Apply what you read ->
[1] Answer each question from the text on Bavarian railway signals below, one line per answer marked (a), (b), (c).
(a) What was the signal mast made of?
(b) During which years was the rest signal used in Bavaria?
(c) What crossed the white milk glass disc on the track blocking signal lantern?
[2] Using the text on Bavarian railway signals below, decide whether each statement agrees with it. Answer yes or no and quote the words that decide it.
(a) The Deutsche Reichsbahn marked the rest signal with a board bearing the letters Ru.
(b) Shunting was forbidden on a track where the 'rest' aspect was shown.
(c) On the Bavarian track blocking signal, the black bar itself was turned.
[3] Sum up the text on Bavarian railway signals below in two sentences.

(Extract)

There were two variants of signal arm: a slotted, lattice-like arm and a solid arm made entirely of enamelled metal.
The mast was made of two steel profiles (Zores sections); metal steps being fitted to the mast so that they were parallel to the track.

Until 1922, the colours of the night signals were unusual, like those of the distant signal:
- Clear (Freie Fahrt): white light
- Proceed Slowly (Langsamfahrt): white light above a green light
- Stop (Halt): red light

In the original design the lantern lenses for the Stop aspect were placed in the centre of the signal arm.

'Proceed Slowly' (Fahrt frei) was displayed to trains using a green light (from 1876) on the signal lanterns - on multi-arm signals the uppermost lantern. From 1893 to c. 1922 a white light was used.

'Proceed slowly onto a branching track' (Fahrt frei in ein abzweigendes Gleis) was indicated on two-armed home signals from 1893 to 1922 by a white light with a green light vertically below it. From 1948 the lower, green, light was exchanged for a yellow one.

Sometimes the arms were bent back at the tips to enable the illumination by signal lanterns at night.

During the changeover between 1922 and 1936 the 'proceed slowly' aspect was indicated by two green lights. Only after that time was the green lens on the second arm replaced by a yellow/orange one.

== Rest signal ==
The 'rest signal' (Ruhesignal) on a Bavarian home signal was signalled using an additional aspect: 'rest' (Ruhe). It was used in Bavaria from 1893 to 1975. It was the last signal from the state railway era that was retained in the signalling book of the Deutsche Bundesbahn.
This was a single or twin-armed semaphore signal, which took over the function of an exist signal and enhanced it with an additional signal aspect: 'rest' (Ruhe, HpRu). The term 'rest' meant that the railway vehicles were to remain on the allocated track, although shunting was permitted. If the arm was moved to its default position (Halt) the associated track was to be immediately cleared. The aspect, 'rest', was indicated by a downward-pointing semaphore arm or, at night, by a blue light. The Deutsche Reichsbahn marked the signal with an additional board with the letters Ru on it, in order to distinguish it from a normal home signal. The semaphore arm of the rest signal had the same dimensions as those of the Bavarian home signals.

For those familiar with modern railways, the sense of this signal aspect is hard to understand. During its period of use, there was often a signal box at each end of the station or there were areas of hand-operated points that were set by pointsmen. The 'rest' aspect indicated to the pointsmen and shunters that they could "do what they wanted and store what they wanted" on the track so designated. However, they could not use any tracks where the signal displayed a different aspect.

== Track blocking signal ==
The Bavarian track blocking signal (Gleissperrsignal) is the largest of all the blocking signals. The round signal lanterns displayed a round, white milk glass disc towards the train. This had a horizontal, black bar across it. Unlike the later Reichsbahn standard design, the black bar was not turned; instead the whole lantern was rotated through 90° on its pedestal, so that the side of the lantern was presented to the train. The side of the signal lantern had an almost square milk glass window. At night the lantern was lit internally.

(End Extract)
(Supplied entries)

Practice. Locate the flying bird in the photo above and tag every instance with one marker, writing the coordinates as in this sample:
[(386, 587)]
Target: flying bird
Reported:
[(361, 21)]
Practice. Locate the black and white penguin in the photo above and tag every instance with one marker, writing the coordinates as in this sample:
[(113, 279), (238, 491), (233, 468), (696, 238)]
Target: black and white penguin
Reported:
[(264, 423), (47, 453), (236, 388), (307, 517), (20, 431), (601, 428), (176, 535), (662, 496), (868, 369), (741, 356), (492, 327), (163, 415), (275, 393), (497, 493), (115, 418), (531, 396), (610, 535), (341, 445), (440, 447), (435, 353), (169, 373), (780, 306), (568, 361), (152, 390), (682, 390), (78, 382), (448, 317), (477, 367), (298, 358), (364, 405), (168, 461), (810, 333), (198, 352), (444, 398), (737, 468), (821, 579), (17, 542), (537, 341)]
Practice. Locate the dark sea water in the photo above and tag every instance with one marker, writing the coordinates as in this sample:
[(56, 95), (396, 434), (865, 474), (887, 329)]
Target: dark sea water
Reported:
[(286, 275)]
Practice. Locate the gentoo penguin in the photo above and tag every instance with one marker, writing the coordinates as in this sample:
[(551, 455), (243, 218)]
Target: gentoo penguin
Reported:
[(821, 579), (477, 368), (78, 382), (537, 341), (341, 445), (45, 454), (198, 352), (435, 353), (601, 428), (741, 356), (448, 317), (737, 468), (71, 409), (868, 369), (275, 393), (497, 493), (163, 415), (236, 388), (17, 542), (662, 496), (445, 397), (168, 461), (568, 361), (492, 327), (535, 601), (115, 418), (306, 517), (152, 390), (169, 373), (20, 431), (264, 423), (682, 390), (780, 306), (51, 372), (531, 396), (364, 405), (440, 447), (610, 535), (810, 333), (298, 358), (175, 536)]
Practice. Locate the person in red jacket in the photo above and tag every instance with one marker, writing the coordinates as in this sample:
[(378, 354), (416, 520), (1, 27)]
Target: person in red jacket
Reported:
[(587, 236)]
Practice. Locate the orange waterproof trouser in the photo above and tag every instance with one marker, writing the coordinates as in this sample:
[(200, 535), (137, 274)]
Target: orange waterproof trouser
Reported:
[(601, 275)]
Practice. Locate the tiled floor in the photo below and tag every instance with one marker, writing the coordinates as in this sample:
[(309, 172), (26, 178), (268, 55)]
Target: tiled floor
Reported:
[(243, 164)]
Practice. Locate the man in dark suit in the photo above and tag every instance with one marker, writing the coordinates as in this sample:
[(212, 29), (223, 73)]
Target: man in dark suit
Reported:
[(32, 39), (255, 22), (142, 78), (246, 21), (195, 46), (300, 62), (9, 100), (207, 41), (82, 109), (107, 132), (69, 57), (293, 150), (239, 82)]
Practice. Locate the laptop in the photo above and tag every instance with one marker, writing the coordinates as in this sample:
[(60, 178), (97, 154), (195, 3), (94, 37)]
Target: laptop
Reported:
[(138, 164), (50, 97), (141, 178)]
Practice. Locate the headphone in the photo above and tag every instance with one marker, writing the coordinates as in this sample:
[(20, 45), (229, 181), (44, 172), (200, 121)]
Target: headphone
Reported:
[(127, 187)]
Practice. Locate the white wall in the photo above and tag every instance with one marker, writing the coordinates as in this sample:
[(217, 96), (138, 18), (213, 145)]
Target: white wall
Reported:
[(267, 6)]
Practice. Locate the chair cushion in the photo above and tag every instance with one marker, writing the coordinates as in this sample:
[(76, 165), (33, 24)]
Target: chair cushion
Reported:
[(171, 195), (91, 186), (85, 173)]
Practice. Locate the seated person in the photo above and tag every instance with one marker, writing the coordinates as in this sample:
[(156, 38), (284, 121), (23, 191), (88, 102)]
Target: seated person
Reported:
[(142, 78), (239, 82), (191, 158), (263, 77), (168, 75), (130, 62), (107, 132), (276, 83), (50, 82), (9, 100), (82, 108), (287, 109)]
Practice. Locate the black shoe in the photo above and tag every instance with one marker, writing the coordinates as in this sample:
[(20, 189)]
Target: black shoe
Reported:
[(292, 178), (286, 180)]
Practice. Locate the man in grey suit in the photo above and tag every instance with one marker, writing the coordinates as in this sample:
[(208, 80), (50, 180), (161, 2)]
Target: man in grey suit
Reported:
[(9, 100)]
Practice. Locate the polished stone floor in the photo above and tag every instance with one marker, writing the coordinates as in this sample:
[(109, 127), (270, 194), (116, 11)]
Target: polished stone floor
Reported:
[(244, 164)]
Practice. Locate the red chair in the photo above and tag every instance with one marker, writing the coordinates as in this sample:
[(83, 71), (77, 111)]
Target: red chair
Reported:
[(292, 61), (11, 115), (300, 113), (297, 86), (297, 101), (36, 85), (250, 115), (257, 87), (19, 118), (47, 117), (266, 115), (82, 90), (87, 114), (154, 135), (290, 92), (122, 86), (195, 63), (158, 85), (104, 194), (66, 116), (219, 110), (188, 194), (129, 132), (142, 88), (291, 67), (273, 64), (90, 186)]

(End Supplied entries)

Solved problems ->
[1]
(a) Two steel profiles (Zores sections)
(b) From 1893 to 1975
(c) A horizontal black bar

[2]
(a) Yes: "The Deutsche Reichsbahn marked the signal with an additional board with the letters Ru on it"
(b) No: "although shunting was permitted"
(c) No: "the black bar was not turned; instead the whole lantern was rotated through 90° on its pedestal"

[3] Bavarian signal arms came in a slotted, lattice-like version and a solid enameled one, and the Bavarian rest signal, used from 1893 to 1975, showed that railway vehicles were to stay on the allocated track while shunting was still allowed. The Bavarian track blocking signal was the largest of all blocking signals, and instead of its black bar being turned, the whole lantern was rotated through 90° on its pedestal.